Assigned task :: In the records below, find every line with the word "kindly" and copy it.

*** Data records

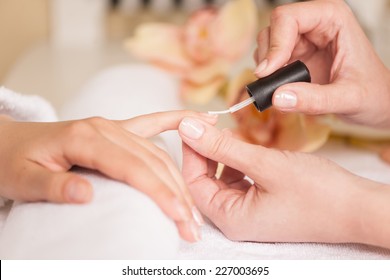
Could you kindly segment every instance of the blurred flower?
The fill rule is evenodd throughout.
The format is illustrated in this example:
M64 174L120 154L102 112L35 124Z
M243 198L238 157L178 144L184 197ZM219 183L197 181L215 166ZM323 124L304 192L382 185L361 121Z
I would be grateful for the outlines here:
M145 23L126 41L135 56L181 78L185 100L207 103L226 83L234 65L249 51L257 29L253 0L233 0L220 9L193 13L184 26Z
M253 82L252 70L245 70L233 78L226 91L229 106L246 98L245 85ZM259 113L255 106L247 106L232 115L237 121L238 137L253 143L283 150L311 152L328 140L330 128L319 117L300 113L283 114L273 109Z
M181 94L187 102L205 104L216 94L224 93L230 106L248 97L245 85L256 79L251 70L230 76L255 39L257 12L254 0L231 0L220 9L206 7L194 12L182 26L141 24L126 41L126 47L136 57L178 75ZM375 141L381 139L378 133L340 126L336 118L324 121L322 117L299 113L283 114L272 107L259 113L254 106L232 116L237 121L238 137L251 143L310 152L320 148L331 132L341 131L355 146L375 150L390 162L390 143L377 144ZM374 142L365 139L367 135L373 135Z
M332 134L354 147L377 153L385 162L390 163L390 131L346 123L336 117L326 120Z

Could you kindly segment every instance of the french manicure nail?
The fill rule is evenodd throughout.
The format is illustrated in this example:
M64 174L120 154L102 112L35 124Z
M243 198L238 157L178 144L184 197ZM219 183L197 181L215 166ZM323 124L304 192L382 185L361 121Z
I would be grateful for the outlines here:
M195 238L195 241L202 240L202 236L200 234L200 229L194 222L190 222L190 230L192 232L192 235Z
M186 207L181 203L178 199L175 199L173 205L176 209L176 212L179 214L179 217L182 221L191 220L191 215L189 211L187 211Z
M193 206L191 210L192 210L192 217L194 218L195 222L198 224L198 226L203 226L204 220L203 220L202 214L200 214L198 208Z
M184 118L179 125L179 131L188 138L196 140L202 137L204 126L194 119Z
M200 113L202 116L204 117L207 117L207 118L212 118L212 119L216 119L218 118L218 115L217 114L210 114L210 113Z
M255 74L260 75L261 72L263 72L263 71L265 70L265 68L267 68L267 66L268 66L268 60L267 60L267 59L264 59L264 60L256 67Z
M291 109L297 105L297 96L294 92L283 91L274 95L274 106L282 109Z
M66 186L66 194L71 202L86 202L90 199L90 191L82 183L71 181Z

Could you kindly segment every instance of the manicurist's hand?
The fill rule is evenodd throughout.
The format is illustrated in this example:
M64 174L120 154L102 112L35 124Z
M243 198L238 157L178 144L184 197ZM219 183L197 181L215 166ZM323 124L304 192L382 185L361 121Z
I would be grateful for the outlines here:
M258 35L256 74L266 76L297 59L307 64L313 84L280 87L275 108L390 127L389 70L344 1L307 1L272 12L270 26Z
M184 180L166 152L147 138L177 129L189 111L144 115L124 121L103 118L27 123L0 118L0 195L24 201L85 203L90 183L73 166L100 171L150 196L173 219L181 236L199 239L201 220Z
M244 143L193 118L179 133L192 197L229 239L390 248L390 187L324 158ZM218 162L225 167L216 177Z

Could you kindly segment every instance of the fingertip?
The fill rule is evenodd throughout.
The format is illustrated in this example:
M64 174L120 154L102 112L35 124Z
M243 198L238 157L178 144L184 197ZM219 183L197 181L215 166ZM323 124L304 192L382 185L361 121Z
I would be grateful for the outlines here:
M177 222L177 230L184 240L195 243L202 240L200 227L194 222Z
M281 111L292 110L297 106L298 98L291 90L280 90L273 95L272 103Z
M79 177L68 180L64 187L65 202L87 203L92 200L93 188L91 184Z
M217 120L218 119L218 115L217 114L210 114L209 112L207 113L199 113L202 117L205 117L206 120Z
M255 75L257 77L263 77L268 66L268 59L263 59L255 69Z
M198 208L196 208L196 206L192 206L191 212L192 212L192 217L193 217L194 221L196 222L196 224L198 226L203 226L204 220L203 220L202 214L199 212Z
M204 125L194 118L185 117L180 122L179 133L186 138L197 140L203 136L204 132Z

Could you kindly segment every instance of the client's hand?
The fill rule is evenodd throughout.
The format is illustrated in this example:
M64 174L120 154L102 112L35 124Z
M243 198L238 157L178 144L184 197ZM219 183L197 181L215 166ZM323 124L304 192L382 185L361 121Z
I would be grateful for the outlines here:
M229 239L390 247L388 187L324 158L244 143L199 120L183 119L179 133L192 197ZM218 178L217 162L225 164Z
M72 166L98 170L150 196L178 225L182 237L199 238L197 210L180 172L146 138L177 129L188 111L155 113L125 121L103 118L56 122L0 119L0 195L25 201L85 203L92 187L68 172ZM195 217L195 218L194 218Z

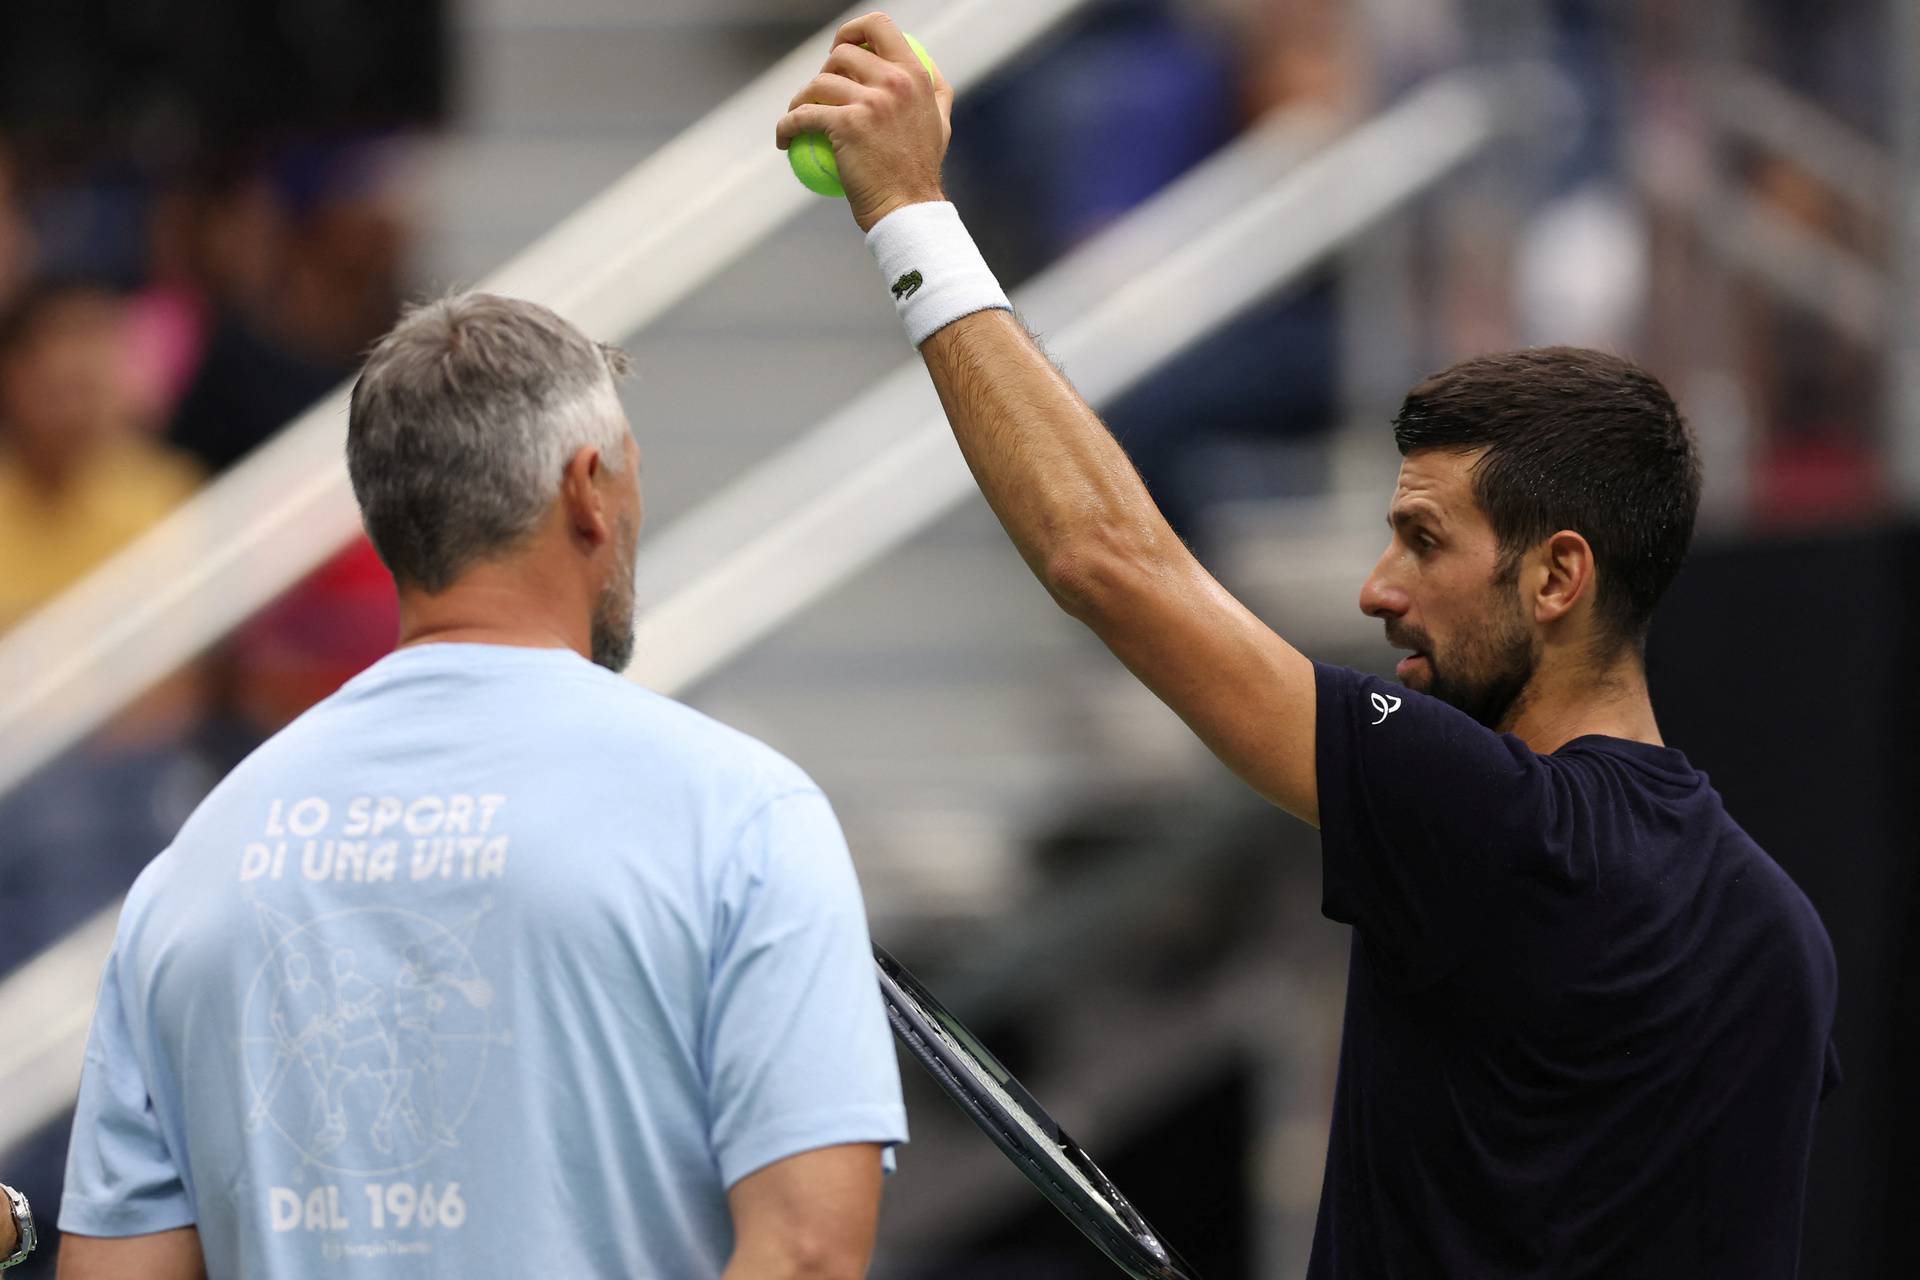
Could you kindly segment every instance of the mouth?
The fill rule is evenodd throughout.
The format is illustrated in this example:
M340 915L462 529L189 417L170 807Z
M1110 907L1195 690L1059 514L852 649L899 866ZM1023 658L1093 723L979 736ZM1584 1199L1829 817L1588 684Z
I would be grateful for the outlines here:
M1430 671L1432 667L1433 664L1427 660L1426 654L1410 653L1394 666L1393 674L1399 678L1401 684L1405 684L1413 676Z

******

Task solution ::
Could you kindly segment every instance of the blurred flower?
Could you kindly segment every instance of the french manicure nail?
Could you kindly segment every instance of the manicurist's hand?
Could you kindly segment every instance of the fingertip?
Could you kindly segment every instance of the client's hand?
Could you kindly segment every instance of the mouth?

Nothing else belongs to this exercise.